Exercise instructions —
Copy out the records word for word, from the line containing "Task: put a point on every instance of the leather" through the end of the records, with both of those ends included.

───── Input material

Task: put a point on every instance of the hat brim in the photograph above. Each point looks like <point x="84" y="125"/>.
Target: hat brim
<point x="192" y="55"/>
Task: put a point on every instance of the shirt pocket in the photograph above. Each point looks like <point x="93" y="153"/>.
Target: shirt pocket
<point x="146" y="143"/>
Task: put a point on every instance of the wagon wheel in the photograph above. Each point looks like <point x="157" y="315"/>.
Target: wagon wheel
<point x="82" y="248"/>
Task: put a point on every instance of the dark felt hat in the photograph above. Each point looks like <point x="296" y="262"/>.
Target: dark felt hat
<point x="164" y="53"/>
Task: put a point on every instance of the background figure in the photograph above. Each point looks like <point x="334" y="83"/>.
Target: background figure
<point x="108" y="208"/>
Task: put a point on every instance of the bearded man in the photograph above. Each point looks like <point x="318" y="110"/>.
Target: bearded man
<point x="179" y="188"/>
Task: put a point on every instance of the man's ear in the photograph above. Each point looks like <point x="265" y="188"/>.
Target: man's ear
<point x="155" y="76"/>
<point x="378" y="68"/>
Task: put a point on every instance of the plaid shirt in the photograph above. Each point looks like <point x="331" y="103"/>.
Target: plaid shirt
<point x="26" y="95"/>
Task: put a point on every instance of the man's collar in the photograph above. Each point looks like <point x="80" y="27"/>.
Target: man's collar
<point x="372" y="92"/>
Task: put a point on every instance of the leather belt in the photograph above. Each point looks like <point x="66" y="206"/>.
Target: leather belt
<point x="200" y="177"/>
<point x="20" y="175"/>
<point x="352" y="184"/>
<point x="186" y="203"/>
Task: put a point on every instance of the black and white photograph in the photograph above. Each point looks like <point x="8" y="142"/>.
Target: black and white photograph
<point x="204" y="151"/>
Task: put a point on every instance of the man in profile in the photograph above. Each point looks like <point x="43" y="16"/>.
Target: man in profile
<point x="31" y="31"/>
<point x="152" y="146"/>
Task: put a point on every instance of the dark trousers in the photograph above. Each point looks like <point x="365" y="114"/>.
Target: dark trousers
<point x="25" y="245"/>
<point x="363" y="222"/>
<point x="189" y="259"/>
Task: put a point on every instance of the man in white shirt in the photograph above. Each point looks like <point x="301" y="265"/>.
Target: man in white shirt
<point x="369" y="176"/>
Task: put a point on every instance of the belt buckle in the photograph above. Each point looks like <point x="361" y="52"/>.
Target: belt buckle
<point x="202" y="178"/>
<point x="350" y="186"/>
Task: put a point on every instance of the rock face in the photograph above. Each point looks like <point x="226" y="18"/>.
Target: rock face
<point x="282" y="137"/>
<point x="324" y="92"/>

──────────

Full response —
Task: put a point on every instance of the leather belt in the photograph above. Each point looks like <point x="66" y="206"/>.
Target: leather belt
<point x="200" y="177"/>
<point x="20" y="175"/>
<point x="352" y="184"/>
<point x="186" y="203"/>
Task: put a point on every instance of the black and white photograph in the photograph above. Each point looks like <point x="8" y="142"/>.
Target: black and white photograph
<point x="204" y="151"/>
Task: put a point on every instance of the man in profile in the photograph above. Each point looks like <point x="43" y="16"/>.
Target: man in profile
<point x="31" y="31"/>
<point x="152" y="146"/>
Task: put a point on every instance of the dark trousers in the photograph above. Each point looks like <point x="365" y="114"/>.
Target: dark trousers
<point x="25" y="245"/>
<point x="363" y="222"/>
<point x="189" y="259"/>
Task: put a point on every instance of the man in white shirt in the photograph above. Each point looks like <point x="301" y="265"/>.
Target: man in white shirt
<point x="369" y="176"/>
Task: put a point on every instance of the belt buckle in the photograph above. Each point looks like <point x="361" y="52"/>.
Target: belt buckle
<point x="202" y="178"/>
<point x="350" y="186"/>
Task: put a point on every instance of the rock face in the photograph above. Each point looks like <point x="226" y="18"/>.
Target: rock face
<point x="282" y="137"/>
<point x="324" y="92"/>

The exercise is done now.